▶ _Input for this task_
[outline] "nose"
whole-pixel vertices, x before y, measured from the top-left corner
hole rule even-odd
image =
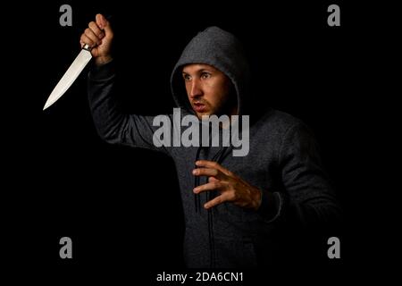
[[[190,82],[189,86],[189,97],[190,98],[196,98],[203,95],[203,90],[201,88],[200,83],[197,79],[194,79]]]

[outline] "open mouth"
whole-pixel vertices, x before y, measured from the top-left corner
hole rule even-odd
[[[195,102],[193,103],[193,108],[196,112],[202,113],[206,110],[206,105],[200,102]]]

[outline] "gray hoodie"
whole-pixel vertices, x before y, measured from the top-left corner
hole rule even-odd
[[[243,103],[248,96],[249,68],[233,35],[211,27],[184,49],[172,74],[172,91],[182,114],[193,113],[181,77],[181,67],[187,63],[206,63],[224,72],[235,87],[239,114],[247,114]],[[294,254],[291,246],[297,236],[338,220],[339,208],[322,171],[315,140],[299,120],[269,109],[249,127],[246,156],[233,156],[230,147],[157,147],[153,136],[159,126],[153,126],[153,116],[119,112],[113,66],[110,63],[94,67],[89,73],[89,105],[96,130],[109,143],[153,149],[172,158],[185,214],[184,258],[188,267],[286,264]],[[174,124],[172,115],[169,116]],[[258,211],[230,202],[209,210],[201,207],[218,194],[194,195],[194,187],[207,180],[192,175],[197,159],[217,161],[257,187],[262,191]],[[273,193],[272,207],[268,191]]]

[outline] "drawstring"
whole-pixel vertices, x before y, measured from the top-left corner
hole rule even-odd
[[[196,152],[196,160],[195,162],[198,161],[199,159],[199,154],[201,152],[202,147],[199,146]],[[218,164],[221,164],[222,159],[224,158],[224,156],[227,154],[227,150],[230,149],[228,147],[222,147],[219,149],[219,151],[212,158],[212,161],[214,161]],[[195,168],[197,166],[196,165]],[[199,176],[195,176],[194,178],[194,188],[198,187],[200,183],[200,178]],[[206,192],[206,201],[210,201],[214,198],[214,193],[211,191]],[[201,201],[200,201],[200,196],[198,194],[194,194],[194,205],[196,208],[196,213],[200,212],[201,210]],[[208,242],[209,242],[209,250],[210,250],[210,267],[214,268],[215,267],[215,242],[214,239],[214,218],[213,218],[213,208],[209,208],[207,210],[207,215],[208,215]]]
[[[198,161],[199,153],[201,152],[201,148],[202,148],[202,147],[200,146],[197,149],[196,160],[194,162]],[[197,165],[195,168],[197,168]],[[195,176],[194,177],[194,188],[198,187],[198,186],[199,186],[199,177]],[[195,204],[195,207],[196,207],[196,213],[198,213],[201,208],[201,203],[200,203],[199,196],[197,194],[194,194],[194,204]]]

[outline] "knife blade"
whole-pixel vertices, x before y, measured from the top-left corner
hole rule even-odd
[[[47,98],[43,110],[46,109],[54,103],[57,101],[69,89],[74,80],[78,78],[82,70],[92,58],[91,47],[88,45],[85,45],[80,54],[72,62],[71,65],[69,67],[67,72],[65,72],[63,78],[57,83],[57,85],[53,89],[49,97]]]

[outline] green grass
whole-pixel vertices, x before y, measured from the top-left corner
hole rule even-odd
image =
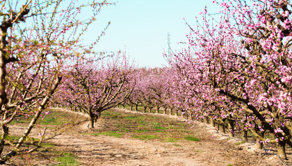
[[[191,141],[200,141],[200,138],[193,137],[193,136],[187,136],[184,139],[187,140],[191,140]]]
[[[239,145],[244,144],[244,143],[245,143],[245,141],[243,140],[243,141],[239,142],[236,142],[236,143],[234,143],[234,145]]]
[[[139,138],[140,140],[155,140],[155,139],[159,139],[160,137],[159,137],[156,135],[141,135],[141,136],[136,136],[133,137],[134,138]]]
[[[177,142],[177,140],[173,138],[166,138],[165,141],[166,142]]]
[[[150,130],[149,129],[138,129],[138,130],[134,130],[135,132],[136,133],[145,133],[145,132],[148,132]]]
[[[161,132],[161,130],[165,130],[166,129],[165,127],[161,126],[161,124],[160,124],[159,122],[154,122],[154,128],[157,130],[156,131],[159,131],[160,132]]]
[[[80,163],[76,159],[76,156],[70,153],[65,153],[63,156],[56,158],[57,161],[62,163],[58,166],[75,166],[79,165]]]

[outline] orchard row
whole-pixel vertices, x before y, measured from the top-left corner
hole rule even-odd
[[[291,4],[258,0],[218,5],[220,17],[205,8],[197,26],[186,21],[188,46],[165,55],[169,67],[133,68],[124,59],[118,66],[99,65],[91,74],[97,68],[88,70],[86,63],[70,70],[78,78],[65,88],[71,93],[60,92],[95,118],[111,102],[170,108],[219,124],[231,136],[242,133],[247,140],[250,132],[258,148],[275,144],[286,159],[285,146],[292,147]]]
[[[188,46],[165,55],[169,66],[157,68],[138,68],[122,53],[95,52],[104,32],[83,43],[110,4],[106,0],[23,1],[0,1],[0,164],[22,153],[51,103],[86,112],[90,127],[103,111],[124,103],[169,109],[217,124],[231,136],[243,133],[246,140],[251,133],[259,148],[275,144],[286,158],[285,146],[292,147],[290,1],[214,0],[220,13],[206,8],[196,26],[186,21]],[[92,12],[84,16],[84,10]],[[11,142],[9,124],[19,116],[31,121]]]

▶ _Work to be completed_
Locate the line that contains "[outline] orchard row". Repeat it and every line after it, up to and including the final line, exactly.

▶ _Output for this task_
[outline] orchard row
whole-pixel vertices, x before y, measured from the top-left corner
hole rule even-odd
[[[291,4],[258,0],[218,5],[220,17],[205,8],[197,26],[186,21],[188,46],[165,55],[169,67],[133,68],[124,59],[118,66],[99,65],[91,74],[97,68],[88,70],[86,63],[70,70],[78,78],[65,88],[71,93],[60,92],[95,118],[111,102],[170,108],[219,124],[231,136],[242,133],[247,140],[250,132],[258,148],[275,144],[286,159],[285,146],[292,147]]]
[[[188,46],[165,55],[169,66],[157,68],[138,68],[122,53],[95,52],[104,32],[83,43],[110,4],[106,0],[23,1],[0,1],[0,164],[22,153],[51,103],[86,112],[90,127],[103,111],[124,103],[169,109],[217,124],[231,136],[243,133],[246,140],[251,133],[259,148],[275,144],[286,158],[285,146],[292,147],[290,1],[214,0],[220,13],[206,8],[196,26],[186,21]],[[92,12],[84,16],[84,10]],[[11,142],[9,124],[19,116],[31,121]]]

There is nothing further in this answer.